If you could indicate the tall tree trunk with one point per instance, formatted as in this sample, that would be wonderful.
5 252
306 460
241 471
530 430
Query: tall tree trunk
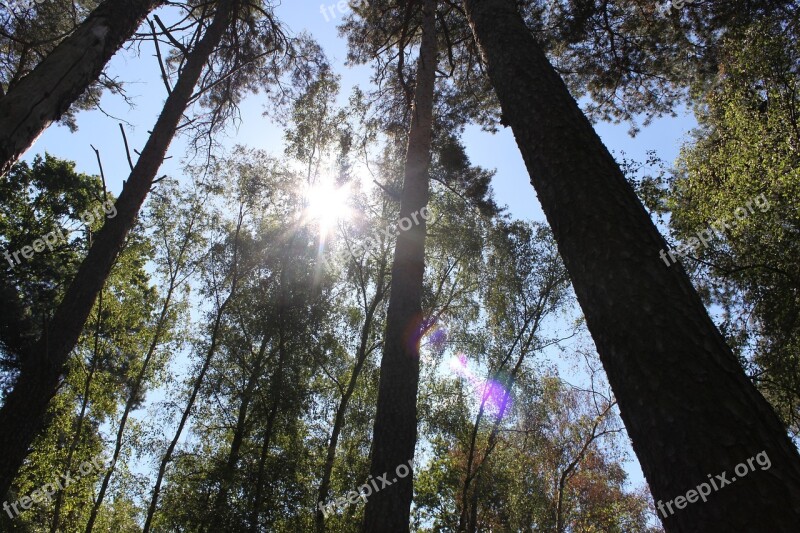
341 410
218 513
22 416
49 89
216 331
134 394
276 388
687 405
395 433
76 438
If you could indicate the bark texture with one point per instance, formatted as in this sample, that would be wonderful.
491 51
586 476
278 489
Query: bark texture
47 92
395 433
687 405
23 414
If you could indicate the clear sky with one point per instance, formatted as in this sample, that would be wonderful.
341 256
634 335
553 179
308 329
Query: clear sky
138 68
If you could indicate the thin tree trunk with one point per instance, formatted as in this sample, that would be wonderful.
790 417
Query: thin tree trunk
262 462
198 382
395 432
84 405
276 390
160 324
44 94
687 405
22 416
341 410
229 469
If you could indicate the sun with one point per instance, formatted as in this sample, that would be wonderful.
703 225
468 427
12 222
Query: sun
327 204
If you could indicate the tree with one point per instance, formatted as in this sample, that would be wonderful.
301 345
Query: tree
747 265
682 394
395 434
43 95
26 405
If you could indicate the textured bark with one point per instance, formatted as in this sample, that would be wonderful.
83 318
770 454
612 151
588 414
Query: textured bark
22 415
395 433
47 92
687 405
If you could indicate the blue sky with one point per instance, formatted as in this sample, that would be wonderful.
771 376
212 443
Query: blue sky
137 67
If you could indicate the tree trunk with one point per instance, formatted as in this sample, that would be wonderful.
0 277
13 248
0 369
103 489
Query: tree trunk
276 391
687 405
341 410
395 433
137 385
49 89
76 438
219 514
22 415
198 382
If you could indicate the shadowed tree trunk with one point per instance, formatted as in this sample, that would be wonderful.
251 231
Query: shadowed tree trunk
395 433
239 433
76 438
22 415
48 90
341 410
687 405
216 332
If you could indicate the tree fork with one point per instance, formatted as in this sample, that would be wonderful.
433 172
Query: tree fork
687 404
46 93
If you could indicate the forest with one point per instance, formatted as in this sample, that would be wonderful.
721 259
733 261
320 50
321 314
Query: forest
260 272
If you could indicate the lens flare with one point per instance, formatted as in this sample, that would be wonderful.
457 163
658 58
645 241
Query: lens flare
491 394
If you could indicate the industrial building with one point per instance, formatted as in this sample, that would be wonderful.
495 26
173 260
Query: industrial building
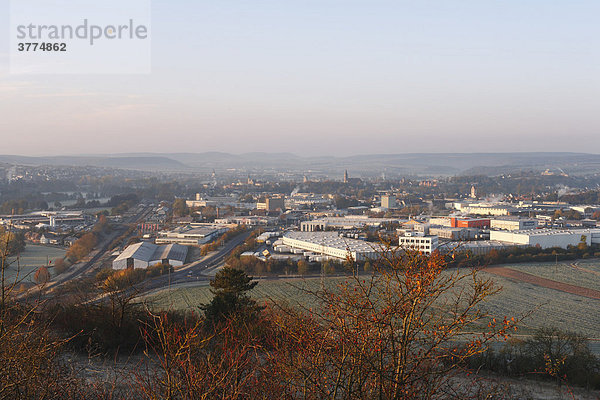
192 234
460 222
418 241
144 254
388 201
272 204
455 233
477 248
329 244
348 222
513 224
547 238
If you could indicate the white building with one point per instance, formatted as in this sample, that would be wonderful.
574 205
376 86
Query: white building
479 247
348 222
388 201
547 238
192 235
144 254
513 224
418 241
330 244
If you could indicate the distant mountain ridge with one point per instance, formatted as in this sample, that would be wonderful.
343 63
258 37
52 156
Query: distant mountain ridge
427 164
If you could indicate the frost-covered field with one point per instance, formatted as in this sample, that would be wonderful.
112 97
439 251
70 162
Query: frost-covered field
584 273
543 306
30 260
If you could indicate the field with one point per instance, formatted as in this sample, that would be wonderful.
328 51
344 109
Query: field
543 306
30 260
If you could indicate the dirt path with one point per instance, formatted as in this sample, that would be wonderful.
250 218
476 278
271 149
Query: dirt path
548 283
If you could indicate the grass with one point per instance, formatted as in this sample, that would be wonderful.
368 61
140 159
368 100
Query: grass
544 307
30 260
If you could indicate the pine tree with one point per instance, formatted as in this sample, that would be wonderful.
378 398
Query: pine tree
230 298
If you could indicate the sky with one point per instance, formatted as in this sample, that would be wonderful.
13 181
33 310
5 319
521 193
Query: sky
328 77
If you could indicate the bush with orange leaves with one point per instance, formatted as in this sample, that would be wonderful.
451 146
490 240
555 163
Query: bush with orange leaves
404 332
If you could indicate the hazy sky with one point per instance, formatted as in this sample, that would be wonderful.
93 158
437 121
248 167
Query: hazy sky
328 77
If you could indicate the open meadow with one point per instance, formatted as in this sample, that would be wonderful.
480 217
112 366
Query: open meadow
34 257
543 306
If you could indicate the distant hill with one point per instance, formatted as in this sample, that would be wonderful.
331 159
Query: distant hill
149 163
424 164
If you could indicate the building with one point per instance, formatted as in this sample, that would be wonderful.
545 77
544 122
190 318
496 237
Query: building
348 222
388 201
144 254
477 248
444 232
473 192
418 241
329 244
463 222
513 224
272 204
192 234
218 201
547 238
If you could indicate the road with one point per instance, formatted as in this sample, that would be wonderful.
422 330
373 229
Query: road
86 267
196 271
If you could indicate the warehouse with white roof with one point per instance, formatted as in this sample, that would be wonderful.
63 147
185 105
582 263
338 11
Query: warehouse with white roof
330 244
144 254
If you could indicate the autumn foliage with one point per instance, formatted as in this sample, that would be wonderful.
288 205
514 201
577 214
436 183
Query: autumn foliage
402 332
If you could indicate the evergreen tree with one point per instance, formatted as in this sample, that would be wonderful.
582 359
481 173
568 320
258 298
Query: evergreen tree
230 298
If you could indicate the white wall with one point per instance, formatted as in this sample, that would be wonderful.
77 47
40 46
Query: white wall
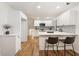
══════════
■ **Task statement**: Select every line of the items above that contains the word "road" and copy each one in full.

■ **Expected answer**:
If you could indicate the road with one point per instance, formatted as in this sample, that would be wonderful.
Query: road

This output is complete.